Stored records
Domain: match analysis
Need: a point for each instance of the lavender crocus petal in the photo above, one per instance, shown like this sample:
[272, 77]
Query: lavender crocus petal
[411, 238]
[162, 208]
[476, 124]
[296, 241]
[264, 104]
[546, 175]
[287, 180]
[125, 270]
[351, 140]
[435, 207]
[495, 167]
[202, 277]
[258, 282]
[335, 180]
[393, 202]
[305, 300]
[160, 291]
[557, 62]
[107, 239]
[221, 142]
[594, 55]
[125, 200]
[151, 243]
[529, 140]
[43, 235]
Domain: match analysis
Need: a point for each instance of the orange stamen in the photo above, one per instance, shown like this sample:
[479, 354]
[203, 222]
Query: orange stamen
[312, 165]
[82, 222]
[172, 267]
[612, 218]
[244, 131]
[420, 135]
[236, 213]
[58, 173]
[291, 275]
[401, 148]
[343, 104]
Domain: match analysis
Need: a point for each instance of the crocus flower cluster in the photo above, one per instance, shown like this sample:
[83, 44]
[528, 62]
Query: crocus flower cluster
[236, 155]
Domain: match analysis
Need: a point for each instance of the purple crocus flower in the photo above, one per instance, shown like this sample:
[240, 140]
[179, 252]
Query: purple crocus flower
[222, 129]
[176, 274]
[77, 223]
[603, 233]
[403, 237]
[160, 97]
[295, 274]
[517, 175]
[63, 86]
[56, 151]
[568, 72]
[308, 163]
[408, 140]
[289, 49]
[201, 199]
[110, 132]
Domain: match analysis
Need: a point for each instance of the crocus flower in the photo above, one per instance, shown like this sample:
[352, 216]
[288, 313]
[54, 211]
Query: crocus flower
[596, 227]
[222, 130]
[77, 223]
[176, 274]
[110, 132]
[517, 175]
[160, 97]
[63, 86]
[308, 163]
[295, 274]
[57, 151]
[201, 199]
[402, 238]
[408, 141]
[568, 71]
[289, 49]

**WHAT THE TASK REQUIRES**
Please quote nothing but the lines from the line with "Need: a point for each instance of the crocus flower in" through the end of the data above, exactly as written, ends included.

**OUTPUT BELOW**
Need: a point for each instance of the crocus flower in the photo above, one per instance, shown like this sample:
[352, 216]
[288, 313]
[54, 211]
Query: crocus flower
[596, 227]
[222, 130]
[77, 223]
[176, 274]
[110, 132]
[517, 175]
[160, 97]
[63, 86]
[308, 163]
[295, 274]
[57, 151]
[201, 199]
[402, 238]
[408, 141]
[568, 71]
[289, 49]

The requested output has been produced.